--- WORK TO COMPLETE ---
Reproduce the stretch from "The Centers for" through "Medicare ACO saturation." in the article on the Medicare-Medicaid ACO model below, word for word.

--- SOURCE PASSAGE ---
Patrick Conway

The Centers for Medicare & Medicaid Services announced Dec. 15 it was starting an ACO pilot program aimed at beneficiaries enrolled in both Medicare and Medicaid.

The Medicare-Medicaid Accountable Care Organization model is designed to allow Medicare Shared Savings ACOs to be accountable for the care, as well as Medicare and Medicaid costs, for dual eligibles, CMS officials said. 

The agency will partner with up to six states, with priority given to states that have a low Medicare ACO saturation.

Current Medicare ACOs often do not have financial accountability for the Medicaid expenditures for dual eligibles. 

The Medicare-Medicaid ACO Model will allow Medicare Shared Savings Program ACOs to take on accountability for the quality of care and both Medicare and Medicaid costs for Medicare-Medicaid enrollees.

This is a new opportunity to impress and partner up with ACOs, director John Feore of Avalere, told McKnight’s.

“[The new model] enhances the ACOs’ desire to find the best PAC providers to work with, simply because Medicaid spending in some PAC settings is pretty high,” Feore said. 

“It heightens the focus on the PAC sector as a whole as it relates to the ACO world.”

Long-term care providers can find success in the new model by showing that “they’re part of coordinated care … perhaps their beneficiaries have lower readmissions to the inpatient setting, all sorts of measures that an ACO will be looking at closely as they’re looking for PAC providers.”

Feore called the program “nonpartisan delivery reform” and a “small-scale demo” whose existence would not likely be threatened by change-minded officials in the new administration.

--- DATA FOR ANALYSIS ---

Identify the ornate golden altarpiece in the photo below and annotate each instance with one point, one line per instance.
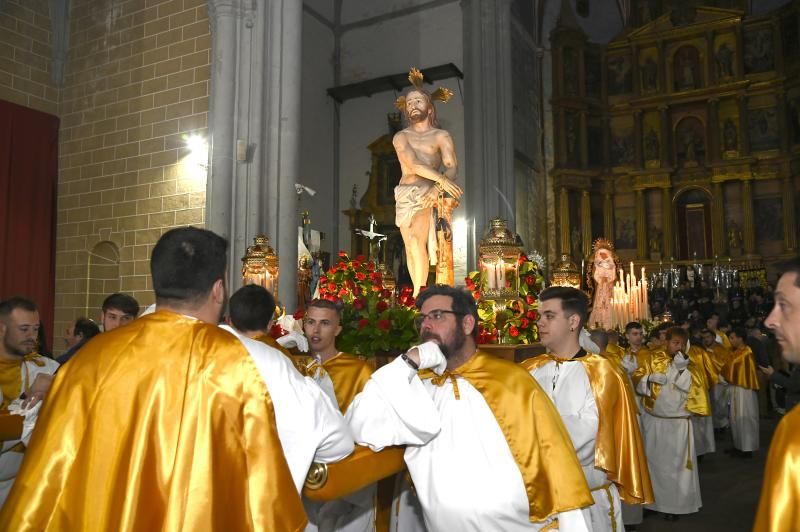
(681, 137)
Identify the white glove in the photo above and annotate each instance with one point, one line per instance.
(629, 363)
(680, 361)
(431, 357)
(294, 339)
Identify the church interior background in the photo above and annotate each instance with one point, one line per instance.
(670, 127)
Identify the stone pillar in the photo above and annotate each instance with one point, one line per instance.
(718, 219)
(669, 237)
(789, 217)
(255, 103)
(608, 216)
(563, 220)
(489, 142)
(641, 226)
(586, 223)
(748, 230)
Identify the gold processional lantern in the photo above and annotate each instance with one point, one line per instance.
(565, 273)
(260, 265)
(498, 255)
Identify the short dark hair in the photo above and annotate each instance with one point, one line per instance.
(573, 301)
(185, 264)
(672, 332)
(633, 325)
(13, 303)
(251, 308)
(463, 302)
(86, 328)
(124, 302)
(791, 266)
(337, 306)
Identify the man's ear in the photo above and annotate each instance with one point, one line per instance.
(468, 324)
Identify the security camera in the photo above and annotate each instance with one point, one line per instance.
(300, 188)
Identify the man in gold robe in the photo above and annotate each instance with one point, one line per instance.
(779, 505)
(168, 423)
(486, 449)
(673, 389)
(596, 403)
(22, 372)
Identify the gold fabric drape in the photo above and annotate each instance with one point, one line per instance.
(740, 370)
(696, 402)
(619, 450)
(163, 424)
(779, 506)
(534, 431)
(349, 374)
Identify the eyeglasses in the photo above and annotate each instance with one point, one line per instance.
(434, 315)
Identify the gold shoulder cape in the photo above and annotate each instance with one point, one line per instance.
(163, 424)
(349, 374)
(619, 450)
(779, 506)
(740, 369)
(534, 431)
(697, 400)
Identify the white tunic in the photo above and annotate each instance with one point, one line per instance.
(567, 384)
(11, 460)
(669, 446)
(744, 418)
(462, 467)
(310, 427)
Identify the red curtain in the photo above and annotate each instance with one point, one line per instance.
(28, 184)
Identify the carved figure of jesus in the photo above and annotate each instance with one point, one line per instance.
(428, 162)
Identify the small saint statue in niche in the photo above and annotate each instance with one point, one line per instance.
(651, 146)
(724, 59)
(730, 136)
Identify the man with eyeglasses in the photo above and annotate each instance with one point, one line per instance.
(486, 449)
(597, 406)
(24, 379)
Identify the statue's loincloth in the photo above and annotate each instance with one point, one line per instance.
(408, 202)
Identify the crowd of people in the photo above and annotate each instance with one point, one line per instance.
(193, 417)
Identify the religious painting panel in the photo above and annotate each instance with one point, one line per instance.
(768, 213)
(729, 128)
(763, 129)
(625, 228)
(690, 142)
(758, 50)
(793, 108)
(570, 71)
(790, 38)
(593, 65)
(651, 141)
(725, 57)
(686, 70)
(594, 136)
(622, 141)
(648, 70)
(619, 76)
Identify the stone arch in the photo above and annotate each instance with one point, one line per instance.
(102, 275)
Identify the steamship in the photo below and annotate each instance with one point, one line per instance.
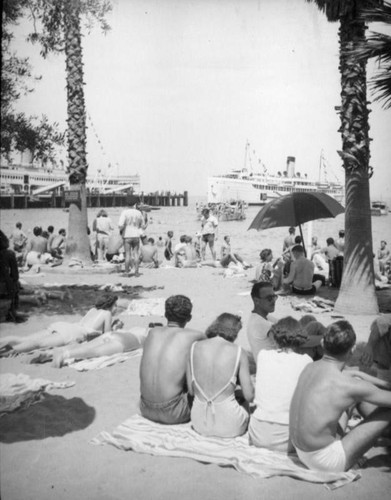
(258, 188)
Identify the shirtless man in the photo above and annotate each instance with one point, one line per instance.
(259, 324)
(166, 352)
(149, 255)
(131, 224)
(323, 393)
(301, 274)
(209, 225)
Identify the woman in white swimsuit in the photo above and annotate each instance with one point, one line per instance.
(215, 411)
(278, 371)
(94, 323)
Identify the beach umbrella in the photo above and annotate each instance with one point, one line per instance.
(295, 209)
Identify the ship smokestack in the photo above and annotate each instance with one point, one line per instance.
(290, 166)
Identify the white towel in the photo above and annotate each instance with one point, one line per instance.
(103, 361)
(143, 436)
(146, 307)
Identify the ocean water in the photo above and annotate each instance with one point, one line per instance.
(183, 220)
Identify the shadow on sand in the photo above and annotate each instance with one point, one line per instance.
(54, 416)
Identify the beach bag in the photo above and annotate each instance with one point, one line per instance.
(335, 272)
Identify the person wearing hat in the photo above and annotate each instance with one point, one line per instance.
(278, 371)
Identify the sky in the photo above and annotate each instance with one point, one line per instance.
(177, 89)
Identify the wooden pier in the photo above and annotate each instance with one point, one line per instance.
(94, 200)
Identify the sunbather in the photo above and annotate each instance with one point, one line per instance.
(277, 374)
(215, 411)
(95, 322)
(107, 344)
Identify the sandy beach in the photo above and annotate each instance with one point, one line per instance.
(46, 451)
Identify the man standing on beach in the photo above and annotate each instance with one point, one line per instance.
(259, 324)
(131, 225)
(209, 225)
(289, 240)
(323, 393)
(164, 397)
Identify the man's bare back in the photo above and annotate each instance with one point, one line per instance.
(322, 394)
(164, 361)
(324, 391)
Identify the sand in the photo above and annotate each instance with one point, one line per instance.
(45, 449)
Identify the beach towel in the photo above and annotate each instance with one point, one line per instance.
(143, 436)
(20, 391)
(85, 365)
(146, 307)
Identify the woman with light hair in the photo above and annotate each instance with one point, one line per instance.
(277, 374)
(215, 367)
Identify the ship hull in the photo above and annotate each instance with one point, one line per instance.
(260, 191)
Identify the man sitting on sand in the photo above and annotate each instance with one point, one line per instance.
(149, 255)
(163, 388)
(323, 393)
(259, 324)
(301, 274)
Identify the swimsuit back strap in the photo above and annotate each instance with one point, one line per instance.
(232, 380)
(191, 361)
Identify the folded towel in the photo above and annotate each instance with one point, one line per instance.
(143, 436)
(146, 307)
(102, 362)
(21, 391)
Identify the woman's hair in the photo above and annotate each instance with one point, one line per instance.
(288, 332)
(307, 318)
(265, 254)
(315, 329)
(339, 338)
(226, 326)
(106, 302)
(178, 308)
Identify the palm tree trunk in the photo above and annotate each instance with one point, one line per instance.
(78, 245)
(357, 294)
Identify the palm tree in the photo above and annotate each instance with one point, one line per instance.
(61, 32)
(378, 45)
(357, 293)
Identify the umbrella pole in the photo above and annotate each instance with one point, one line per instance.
(302, 240)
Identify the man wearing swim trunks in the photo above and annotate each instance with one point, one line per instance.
(166, 351)
(131, 224)
(301, 274)
(209, 225)
(323, 393)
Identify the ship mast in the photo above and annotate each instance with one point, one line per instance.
(245, 155)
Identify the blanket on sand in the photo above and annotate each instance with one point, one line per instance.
(20, 390)
(143, 436)
(85, 365)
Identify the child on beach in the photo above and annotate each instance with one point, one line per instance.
(168, 253)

--- OUTPUT BELOW ---
The Centers for Medicare & Medicaid Services announced Dec. 15 it was starting an ACO pilot program aimed at beneficiaries enrolled in both Medicare and Medicaid.

The Medicare-Medicaid Accountable Care Organization model is designed to allow Medicare Shared Savings ACOs to be accountable for the care, as well as Medicare and Medicaid costs, for dual eligibles, CMS officials said. 

The agency will partner with up to six states, with priority given to states that have a low Medicare ACO saturation.